WRITTEN TASK: Render the whole listing below as a numbered list, one line per item, with blank lines dropped and the pictures left out.

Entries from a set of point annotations
= = = = =

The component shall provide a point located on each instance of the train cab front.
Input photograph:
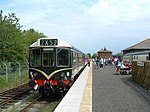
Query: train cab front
(49, 69)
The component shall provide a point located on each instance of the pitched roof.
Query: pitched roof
(141, 45)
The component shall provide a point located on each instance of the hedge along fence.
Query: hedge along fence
(12, 74)
(141, 73)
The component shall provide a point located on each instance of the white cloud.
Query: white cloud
(110, 11)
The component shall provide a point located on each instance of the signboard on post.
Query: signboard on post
(140, 63)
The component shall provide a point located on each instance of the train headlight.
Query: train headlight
(62, 74)
(35, 74)
(68, 74)
(31, 73)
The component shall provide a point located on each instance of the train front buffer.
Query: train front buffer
(50, 84)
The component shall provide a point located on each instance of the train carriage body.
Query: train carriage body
(54, 64)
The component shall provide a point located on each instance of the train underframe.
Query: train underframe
(49, 87)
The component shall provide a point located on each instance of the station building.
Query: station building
(138, 52)
(104, 53)
(139, 47)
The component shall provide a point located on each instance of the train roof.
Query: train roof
(138, 53)
(51, 42)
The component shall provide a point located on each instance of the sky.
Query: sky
(88, 25)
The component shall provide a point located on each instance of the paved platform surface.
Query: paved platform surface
(116, 93)
(72, 102)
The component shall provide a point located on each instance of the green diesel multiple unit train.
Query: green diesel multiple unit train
(54, 65)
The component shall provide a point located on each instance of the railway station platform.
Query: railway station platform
(79, 97)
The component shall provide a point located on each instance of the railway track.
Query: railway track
(40, 103)
(11, 96)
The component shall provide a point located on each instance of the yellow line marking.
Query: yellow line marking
(50, 75)
(86, 103)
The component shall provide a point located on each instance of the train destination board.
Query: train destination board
(48, 42)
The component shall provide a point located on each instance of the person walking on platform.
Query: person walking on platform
(101, 62)
(97, 63)
(89, 62)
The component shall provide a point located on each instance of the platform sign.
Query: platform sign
(48, 42)
(140, 63)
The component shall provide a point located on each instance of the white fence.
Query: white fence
(12, 70)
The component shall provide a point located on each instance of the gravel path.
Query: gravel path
(117, 93)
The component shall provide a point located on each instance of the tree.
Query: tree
(94, 55)
(89, 55)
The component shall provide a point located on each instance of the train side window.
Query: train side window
(62, 57)
(35, 57)
(48, 58)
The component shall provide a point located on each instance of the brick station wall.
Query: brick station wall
(141, 74)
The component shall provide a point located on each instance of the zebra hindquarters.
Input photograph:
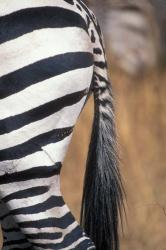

= = = = =

FINISHED EXERCISE:
1. The component shall provide a point located on each instance of the train cab front.
2. Input photograph:
3. Query: train cab front
4. (49, 69)
5. The component shall provide a point located on each instance of the pitched roof.
6. Query: pitched roof
7. (141, 45)
8. The component shall provide a point located on each instance of the hedge along fence.
9. Query: hedge along fence
10. (12, 74)
11. (141, 73)
12. The component shall provide a point located on each instance of the white cloud.
13. Query: white cloud
14. (110, 11)
15. The component shall provide a point located on each instance of the signboard on post.
16. Query: signboard on post
17. (140, 63)
18. The component shall provide a point located on each instance of the train headlight.
19. Query: train headlight
20. (62, 74)
21. (35, 74)
22. (68, 74)
23. (31, 73)
24. The component shall provide a point located on each instance of the train front buffer.
25. Query: train front buffer
26. (50, 84)
27. The component shall provide a point located on each instance of the train carriage body.
28. Query: train carriage body
29. (54, 64)
30. The component shall provide a point located on each instance of the train underframe.
31. Query: train underframe
32. (49, 87)
33. The component shall provide a point located on each instance of the station building.
34. Query: station building
35. (138, 52)
36. (104, 53)
37. (139, 47)
38. The component shall provide a point located on each instance of the train roof.
39. Query: train roof
40. (138, 53)
41. (51, 42)
42. The component shall provide a point located on each instance of the sky.
43. Query: sky
44. (88, 25)
45. The component shall provide a point located on each instance of the paved platform surface.
46. Query: paved platform surface
47. (116, 93)
48. (72, 102)
49. The component shall provide a point located on each instance of the green diesel multiple unit train.
50. Query: green diesel multiple unit train
51. (54, 65)
52. The component shall provide a point located on each instance of the railway station platform.
53. Query: railway station platform
54. (79, 97)
55. The component shall provide a point located on each instance of the railway track.
56. Query: railway track
57. (40, 103)
58. (11, 96)
59. The component shall provide a point located on each instance of the yellow line marking.
60. Query: yellow line marking
61. (50, 75)
62. (86, 103)
63. The component shall provide a point located on each instance of the train destination board.
64. Query: train destination board
65. (48, 42)
66. The component shall provide a point located on each instance of the person walking on platform.
67. Query: person walking on platform
68. (101, 62)
69. (97, 63)
70. (89, 62)
71. The component shall provide a point located on each instance of the platform sign.
72. Query: platform sign
73. (48, 42)
74. (140, 63)
75. The component shall provide a point located on each instance of the white fence.
76. Query: white fence
77. (12, 70)
78. The component shall provide a point located on each instance of the gravel path.
79. Query: gravel path
80. (117, 93)
81. The component shall provide a point located on each instance of the tree.
82. Query: tree
83. (94, 55)
84. (89, 55)
85. The component shall provide a point located on each instance of the train side window.
86. Query: train side window
87. (62, 57)
88. (35, 57)
89. (48, 58)
90. The component shall provide a point located on each instance of the brick station wall.
91. Query: brick station wall
92. (141, 74)
93. The component shall provide a point located on each instance of the zebra hindquarters.
94. Input photograph:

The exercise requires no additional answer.